== Passage to read ==

Studio album by Joe Bonamassa
- Released: October 23, 2020
- Recorded: January 2020
- Studio: Abbey Road (London, UK)
- Genre: Blues rock
- Length: 53:09
- Label: J&R Adventures; Provogue;
- Producer: Kevin Shirley

Joe Bonamassa chronology
| Redemption (2018) | Royal Tea (2020) | Time Clocks (2021) |

= Royal Tea =

Royal Tea is the fourteenth solo studio album by American blues rock musician Joe Bonamassa. It was released on October 23, 2020, via J&R Adventures. It was recorded in January 2020 at Abbey Road Studios in London and produced by Kevin Shirley.

At the 64th Annual Grammy Awards held in 2022, the album has been nominated for a Grammy Award for Best Contemporary Blues Album, but lost to Christone "Kingfish" Ingram's 662.

The album was followed by a twelve-track live release, Now Serving: Royal Tea Live from the Ryman, which includes all songs from Royal Tea except "Savannah".

==Critical reception==

Royal Tea was met with generally favorable reviews from music critics. At Metacritic, which assigns a normalized rating out of 100 to reviews from mainstream publications, the album received an average score of 75, based on four reviews.

AllMusic's Stephen Thomas Erlewine praised the album, stating: "Bonamassa has plenty of opportunity to show his facility with synthesizing different classic guitarists -- there's a bit of Rory Gallagher and Peter Green to offset his Claptonisms -- but the best moment on Royal Tea is "A Conversation with Alice", a chiming bit of soul-pop where he channels the best moments of Steve Marriott". Hal Horowitz of American Songwriter wrote: "nothing quite tops those two selections but there is enough strong Bonamassa playing and diverse material (like the lovely, Allman Brothers Band "Midnight Rider" lope of "Savannah" featuring Bonamassa's rarely heard mandolin work), to make this album a highlight of his bulging, and ever expanding, catalog". Hugh Fielder of Classic Rock determined: "the best thing about Royal Tea is that every track could easily drop into Bonamassa's live show – which is more than you can say for Redemption. Back on track in every sense".

== The task ==
Answer these questions using the article on Royal Tea:
1. At which studio was the album recorded?
2. Which album beat Royal Tea for the Grammy Award for Best Contemporary Blues Album?
3. What average score did the album receive at Metacritic?
The items that come next are separate material and have no connection to the article on Royal Tea.

== Record excerpts ==
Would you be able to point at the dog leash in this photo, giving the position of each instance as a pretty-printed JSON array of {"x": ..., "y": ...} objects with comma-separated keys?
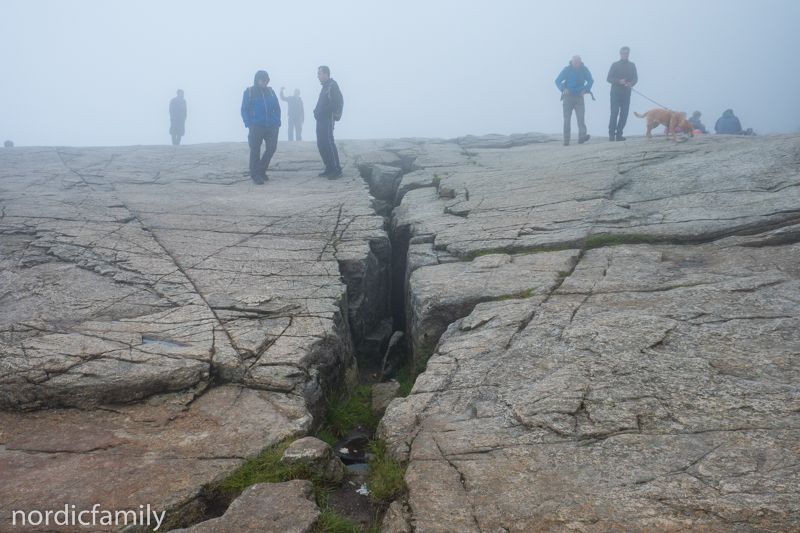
[{"x": 643, "y": 96}]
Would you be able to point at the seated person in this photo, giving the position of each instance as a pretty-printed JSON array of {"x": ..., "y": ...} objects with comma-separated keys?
[
  {"x": 728, "y": 124},
  {"x": 677, "y": 129},
  {"x": 695, "y": 122}
]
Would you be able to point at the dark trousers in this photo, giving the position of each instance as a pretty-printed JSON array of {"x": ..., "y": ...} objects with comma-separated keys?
[
  {"x": 295, "y": 125},
  {"x": 258, "y": 135},
  {"x": 575, "y": 102},
  {"x": 620, "y": 105},
  {"x": 326, "y": 144}
]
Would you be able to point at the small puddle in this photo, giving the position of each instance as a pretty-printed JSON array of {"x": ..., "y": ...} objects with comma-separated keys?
[{"x": 352, "y": 449}]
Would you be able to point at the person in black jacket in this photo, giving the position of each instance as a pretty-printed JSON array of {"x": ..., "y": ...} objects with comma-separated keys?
[
  {"x": 177, "y": 117},
  {"x": 296, "y": 114},
  {"x": 328, "y": 111},
  {"x": 622, "y": 77}
]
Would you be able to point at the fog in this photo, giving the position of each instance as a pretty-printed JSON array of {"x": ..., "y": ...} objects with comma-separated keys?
[{"x": 102, "y": 73}]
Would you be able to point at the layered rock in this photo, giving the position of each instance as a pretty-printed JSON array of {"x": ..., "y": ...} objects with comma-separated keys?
[
  {"x": 162, "y": 318},
  {"x": 649, "y": 387}
]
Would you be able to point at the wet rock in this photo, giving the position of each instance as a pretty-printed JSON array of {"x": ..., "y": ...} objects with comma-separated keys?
[
  {"x": 382, "y": 396},
  {"x": 162, "y": 320},
  {"x": 397, "y": 519},
  {"x": 376, "y": 341},
  {"x": 419, "y": 179},
  {"x": 382, "y": 181},
  {"x": 159, "y": 453},
  {"x": 318, "y": 456},
  {"x": 441, "y": 294},
  {"x": 648, "y": 386},
  {"x": 266, "y": 507},
  {"x": 395, "y": 354}
]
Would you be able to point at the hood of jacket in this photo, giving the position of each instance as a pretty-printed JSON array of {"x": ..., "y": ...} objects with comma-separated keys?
[{"x": 260, "y": 75}]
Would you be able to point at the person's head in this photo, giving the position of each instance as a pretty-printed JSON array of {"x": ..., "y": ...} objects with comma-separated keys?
[{"x": 261, "y": 78}]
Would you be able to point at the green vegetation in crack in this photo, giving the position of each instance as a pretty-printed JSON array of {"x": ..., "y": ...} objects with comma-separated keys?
[
  {"x": 268, "y": 468},
  {"x": 345, "y": 413},
  {"x": 386, "y": 476},
  {"x": 516, "y": 296},
  {"x": 365, "y": 171}
]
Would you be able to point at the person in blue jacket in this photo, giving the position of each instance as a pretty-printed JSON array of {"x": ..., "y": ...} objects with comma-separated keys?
[
  {"x": 728, "y": 123},
  {"x": 261, "y": 112},
  {"x": 573, "y": 82}
]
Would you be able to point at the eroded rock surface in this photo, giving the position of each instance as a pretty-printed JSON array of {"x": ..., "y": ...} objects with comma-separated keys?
[
  {"x": 162, "y": 318},
  {"x": 650, "y": 387},
  {"x": 267, "y": 507}
]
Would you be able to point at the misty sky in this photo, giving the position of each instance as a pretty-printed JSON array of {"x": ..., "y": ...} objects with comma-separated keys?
[{"x": 87, "y": 73}]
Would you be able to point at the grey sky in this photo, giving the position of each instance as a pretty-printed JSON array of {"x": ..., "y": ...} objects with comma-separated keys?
[{"x": 102, "y": 73}]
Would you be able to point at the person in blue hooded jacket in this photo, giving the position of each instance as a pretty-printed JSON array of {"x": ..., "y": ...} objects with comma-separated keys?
[
  {"x": 261, "y": 112},
  {"x": 573, "y": 82}
]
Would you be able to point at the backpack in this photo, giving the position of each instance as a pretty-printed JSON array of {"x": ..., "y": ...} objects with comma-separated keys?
[
  {"x": 337, "y": 115},
  {"x": 250, "y": 97},
  {"x": 583, "y": 71}
]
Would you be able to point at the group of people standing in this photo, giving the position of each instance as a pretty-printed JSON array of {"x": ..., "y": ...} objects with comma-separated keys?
[
  {"x": 575, "y": 81},
  {"x": 261, "y": 112}
]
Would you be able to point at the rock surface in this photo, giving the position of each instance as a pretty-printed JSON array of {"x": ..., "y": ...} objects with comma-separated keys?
[
  {"x": 162, "y": 318},
  {"x": 382, "y": 396},
  {"x": 317, "y": 456},
  {"x": 266, "y": 507},
  {"x": 612, "y": 327},
  {"x": 396, "y": 519},
  {"x": 650, "y": 386}
]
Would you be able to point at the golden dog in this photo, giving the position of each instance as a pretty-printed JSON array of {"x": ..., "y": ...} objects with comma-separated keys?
[{"x": 670, "y": 119}]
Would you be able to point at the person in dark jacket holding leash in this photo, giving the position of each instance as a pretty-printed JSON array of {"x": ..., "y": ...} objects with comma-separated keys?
[
  {"x": 177, "y": 117},
  {"x": 328, "y": 111},
  {"x": 573, "y": 82},
  {"x": 261, "y": 112},
  {"x": 622, "y": 76},
  {"x": 296, "y": 114}
]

== Answer box ==
1. Abbey Road Studios in London
2. Christone "Kingfish" Ingram's 662
3. 75, based on four reviews